Exercise prompt — Omit all pictures, then retype exactly the lines from the one that contains "of the hazy" through the end of the listing.

Information provided —

= = =

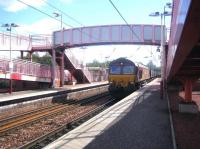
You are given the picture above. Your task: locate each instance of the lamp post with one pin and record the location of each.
(59, 15)
(9, 28)
(162, 41)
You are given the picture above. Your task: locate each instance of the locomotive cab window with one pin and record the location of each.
(115, 70)
(128, 70)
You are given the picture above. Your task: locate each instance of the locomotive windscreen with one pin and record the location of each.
(122, 66)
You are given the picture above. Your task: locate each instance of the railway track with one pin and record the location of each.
(53, 135)
(10, 126)
(18, 121)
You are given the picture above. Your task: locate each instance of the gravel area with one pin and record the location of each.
(186, 126)
(26, 134)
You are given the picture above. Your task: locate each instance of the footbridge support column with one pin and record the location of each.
(187, 105)
(62, 74)
(53, 71)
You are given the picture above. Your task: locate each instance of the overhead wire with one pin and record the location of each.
(43, 12)
(56, 19)
(72, 18)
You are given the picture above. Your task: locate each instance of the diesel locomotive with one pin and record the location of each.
(125, 77)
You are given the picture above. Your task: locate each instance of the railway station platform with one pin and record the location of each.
(139, 121)
(42, 92)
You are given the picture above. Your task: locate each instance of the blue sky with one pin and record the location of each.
(87, 12)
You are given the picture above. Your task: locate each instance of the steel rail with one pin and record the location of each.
(49, 137)
(32, 117)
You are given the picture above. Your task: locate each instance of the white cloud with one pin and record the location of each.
(66, 1)
(14, 5)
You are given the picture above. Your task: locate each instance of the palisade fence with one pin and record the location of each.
(28, 68)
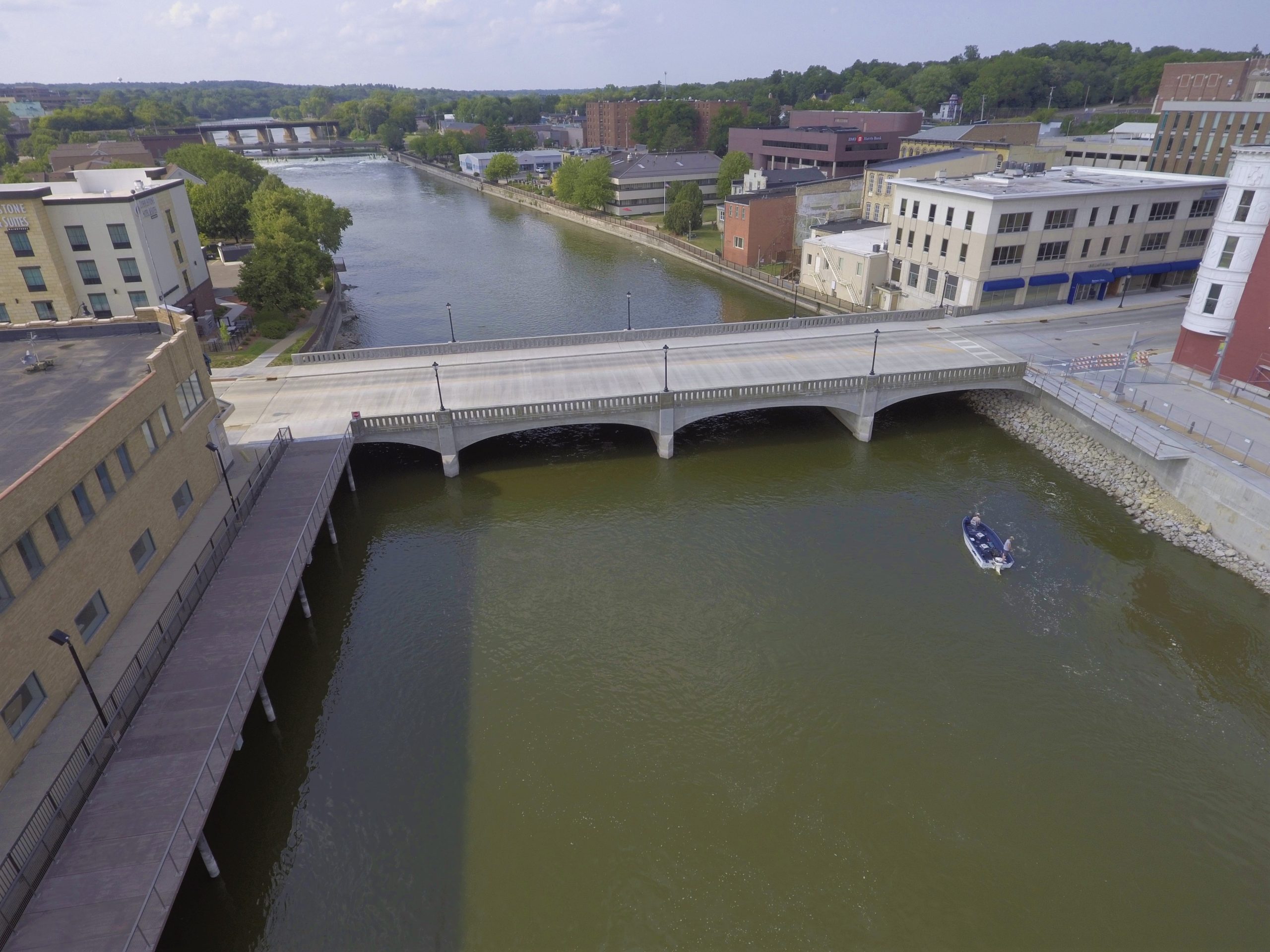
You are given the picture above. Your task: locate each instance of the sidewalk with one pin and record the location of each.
(40, 769)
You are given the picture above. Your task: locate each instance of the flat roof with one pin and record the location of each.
(858, 240)
(48, 408)
(1062, 180)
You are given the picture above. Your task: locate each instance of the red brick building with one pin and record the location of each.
(759, 226)
(609, 125)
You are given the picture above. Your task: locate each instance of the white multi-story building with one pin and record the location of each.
(1066, 234)
(1239, 232)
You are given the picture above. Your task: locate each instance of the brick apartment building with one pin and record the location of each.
(609, 125)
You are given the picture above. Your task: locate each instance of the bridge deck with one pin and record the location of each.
(317, 399)
(98, 885)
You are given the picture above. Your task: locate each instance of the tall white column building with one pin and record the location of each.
(1237, 234)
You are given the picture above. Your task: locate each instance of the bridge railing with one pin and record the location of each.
(563, 409)
(607, 337)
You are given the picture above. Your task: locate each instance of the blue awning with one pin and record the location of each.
(1004, 284)
(1037, 280)
(1164, 267)
(1096, 277)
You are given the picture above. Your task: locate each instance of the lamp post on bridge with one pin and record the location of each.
(436, 370)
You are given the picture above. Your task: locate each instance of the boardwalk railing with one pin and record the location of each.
(181, 846)
(563, 409)
(27, 861)
(607, 337)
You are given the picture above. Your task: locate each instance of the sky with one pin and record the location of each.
(561, 44)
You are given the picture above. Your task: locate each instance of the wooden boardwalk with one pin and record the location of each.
(119, 870)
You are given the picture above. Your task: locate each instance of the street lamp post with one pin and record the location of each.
(62, 638)
(436, 370)
(225, 476)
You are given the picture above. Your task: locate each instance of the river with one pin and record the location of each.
(751, 697)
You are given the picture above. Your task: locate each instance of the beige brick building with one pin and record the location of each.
(105, 466)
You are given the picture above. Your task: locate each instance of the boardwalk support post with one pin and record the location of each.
(209, 860)
(266, 704)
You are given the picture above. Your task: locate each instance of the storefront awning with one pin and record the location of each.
(1004, 284)
(1038, 280)
(1096, 277)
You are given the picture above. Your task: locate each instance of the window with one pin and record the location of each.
(1061, 219)
(78, 238)
(30, 555)
(1214, 293)
(1203, 209)
(1010, 254)
(83, 503)
(21, 244)
(181, 499)
(103, 480)
(23, 705)
(88, 272)
(58, 526)
(121, 454)
(1052, 252)
(1227, 253)
(92, 616)
(1241, 211)
(190, 394)
(143, 550)
(35, 278)
(1194, 238)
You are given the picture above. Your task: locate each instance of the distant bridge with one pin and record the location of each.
(659, 380)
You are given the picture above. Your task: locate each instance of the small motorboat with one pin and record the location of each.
(986, 545)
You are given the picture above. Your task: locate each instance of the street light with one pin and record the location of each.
(225, 476)
(436, 370)
(62, 638)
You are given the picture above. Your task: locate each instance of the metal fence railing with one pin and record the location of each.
(27, 861)
(181, 846)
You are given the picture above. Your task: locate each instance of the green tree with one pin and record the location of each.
(220, 207)
(733, 167)
(502, 167)
(564, 183)
(595, 183)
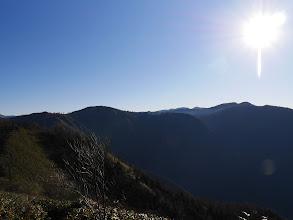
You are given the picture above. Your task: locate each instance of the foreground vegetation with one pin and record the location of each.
(19, 206)
(30, 155)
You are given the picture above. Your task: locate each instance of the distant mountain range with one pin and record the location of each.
(200, 112)
(231, 152)
(3, 116)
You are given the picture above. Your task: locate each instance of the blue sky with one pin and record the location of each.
(64, 55)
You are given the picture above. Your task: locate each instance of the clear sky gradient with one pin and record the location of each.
(64, 55)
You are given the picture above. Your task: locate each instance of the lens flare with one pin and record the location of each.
(262, 30)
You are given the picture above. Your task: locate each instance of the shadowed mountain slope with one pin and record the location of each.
(240, 152)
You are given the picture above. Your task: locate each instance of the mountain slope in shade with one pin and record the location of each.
(50, 120)
(258, 145)
(239, 153)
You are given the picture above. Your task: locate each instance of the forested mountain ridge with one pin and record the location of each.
(34, 149)
(218, 151)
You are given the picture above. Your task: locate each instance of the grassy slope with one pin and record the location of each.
(31, 150)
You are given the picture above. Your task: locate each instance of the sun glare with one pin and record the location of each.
(261, 31)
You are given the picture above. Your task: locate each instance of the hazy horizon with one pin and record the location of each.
(62, 56)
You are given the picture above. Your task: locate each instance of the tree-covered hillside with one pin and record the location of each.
(29, 151)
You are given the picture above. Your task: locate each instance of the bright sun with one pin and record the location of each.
(261, 31)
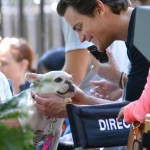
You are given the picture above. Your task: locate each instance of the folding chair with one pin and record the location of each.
(96, 126)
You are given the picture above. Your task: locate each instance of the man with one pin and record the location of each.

= = =

Right answer —
You are given the picture above. Your task: locate each instance of the hazy horizon with one pin and record the location of each.
(62, 56)
You are given the picture above. Your task: locate each instance of the tree-covered hillside with one pin and record the location of each.
(29, 151)
You are given the picture above. Your task: locate each instance of the bright sun with one pin and record the location of each.
(261, 31)
You are given the picture above. Your task: locate each instance of the folding chair with one pin and record the location of each.
(96, 126)
You are given the picture above. Your task: locate each instance of the man with one pin and record the location of each.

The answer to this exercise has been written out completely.